Задание A: Как, согласно письмам из Неаполя, была принята пьеса Коцебу, которую давали в театре?
Задание B: Воспроизведите без изменений фрагмент писем из Неаполя от слов «Поздравь нас с» до слов «долгое житье. Лафа!».
Задание C: Изложите содержание писем из Неаполя в трех предложениях.

Исходный текст:
————————

Александр. Неаполь, 6 ноября 1804 года

Знаешь, кто у нас? Коцебу. Был у меня, я у него. Я не нахожу его разговор ни острым, ни весьма приятным; в своих сочинениях он совсем другой. Только что приехав, пошел в театр; представляли его пьесу, как будто нарочно, «Der Opfer», что-то такое; но пьеса была худо принята. Говорив с ним о его сочинениях, я не пустился с ним по-немецки, а по-французски говорит он изрядно. Жена его здесь и брюхата.

Поздравь нас с Долгоруковой, нашей петербургскою соседкою, которая стоит ваших Тюфякиных и проч. Она очень любезна и хороша еще. 4-го был Сан-Карло иллюминован, но она ослепляла более свеч: все глаза были на нее обращены. Ее дом будет очень приятен и террасирует общество Скавронской. Zichy также сюда приехала; будут сюда скоро Головкина, Демидовы и проч., и все это на долгое житье. Лафа!

Александр. Неаполь, 14 ноября 1804 года

Здешний двор очень притесняем Бонапартом, который требует, чтобы оный объявил войну Англии. Для короля уже очищено место на английском военном корабле, который перевезет его в Сицилию. Королева хочет крепиться, сколько может, но вряд ли устоит. Посол французский с некоторого времени весьма груб, надменно здесь поговаривает, и слова его подпираемы французскою армиею, которая поставила себя на такую ногу, что в 8 часов может быть готова, чтобы идти на Неаполь. Не только наш один, но все Дамасы света не в состоянии сему помешать, ибо армия неаполитанская не существует, и за этим слишком поздно здесь хватились. Наша участь будет, следовательно, Сицилия, а может быть, и совсем нас отзовут.

Александр. Неаполь, 31 декабря 1804 года

Третьего дня в 6 часов поутру скончалась наша графиня Скавронская, следствием стечения разных болезней, а главная – рак на груди, который она таила долго даже от своего доктора; без того, может быть, могли бы ее еще спасти. Она не хотела делать ни завещания, ни духовной; люди ее должны идти почти по миру. Так не хотела умирать, что сказала доктору Томсону, несколько часов до кончины: «Никогда мне не говорите, ежели буду я, может быть, безнадежна». После смерти думала воскреснуть, потому что велела именно три дня себя не хоронить. Грустно видеть, что она умерла, не открыв перед Богом сердца своего, не перекрестясь даже. Она церкви лет десять не видела. Всякую всячину говорят на ее счет, но что нам разбирать чужие грехи: и своих довольно. Эта смерть оплакиваема многими бедняками, коим дом ее служил ежедневным пристанищем; нам дает она лишние хлопоты и переписки.

————————

Данные указания по описанию объекта:
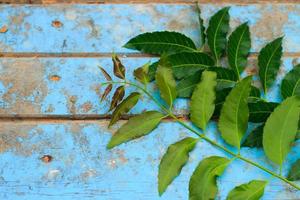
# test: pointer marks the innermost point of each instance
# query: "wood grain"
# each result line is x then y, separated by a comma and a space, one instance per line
82, 168
71, 87
145, 1
106, 28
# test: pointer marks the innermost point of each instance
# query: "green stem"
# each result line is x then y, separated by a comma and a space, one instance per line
206, 138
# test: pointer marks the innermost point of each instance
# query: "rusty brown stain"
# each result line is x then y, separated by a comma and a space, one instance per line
25, 85
87, 106
57, 24
16, 21
11, 137
90, 24
72, 104
55, 78
3, 29
46, 158
267, 29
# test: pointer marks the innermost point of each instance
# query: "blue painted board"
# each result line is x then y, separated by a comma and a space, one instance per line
106, 28
72, 86
83, 169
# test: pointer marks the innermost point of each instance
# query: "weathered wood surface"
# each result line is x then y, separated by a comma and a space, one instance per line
64, 84
105, 28
72, 86
81, 167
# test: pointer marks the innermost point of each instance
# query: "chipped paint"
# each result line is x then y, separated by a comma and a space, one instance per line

————————

Ответ A: Пьеса была худо принята.

Ответ B:
Поздравь нас с Долгоруковой, нашей петербургскою соседкою, которая стоит ваших Тюфякиных и проч. Она очень любезна и хороша еще. 4-го был Сан-Карло иллюминован, но она ослепляла более свеч: все глаза были на нее обращены. Ее дом будет очень приятен и террасирует общество Скавронской. Zichy также сюда приехала; будут сюда скоро Головкина, Демидовы и проч., и все это на долгое житье. Лафа!

Ответ C: В ноябрьских письмах 1804 года сообщается о приезде в Неаполь Коцебу и Долгоруковой. Также говорится о давлении Бонапарта на неаполитанский двор, от которого требуют объявить войну Англии, и поэтому ожидается переезд в Сицилию или отзыв. В письме от 31 декабря сообщается о смерти графини Скавронской от рака на груди: она долго скрывала болезнь и не оставила завещания, а ее смерть оплакивают многие бедняки.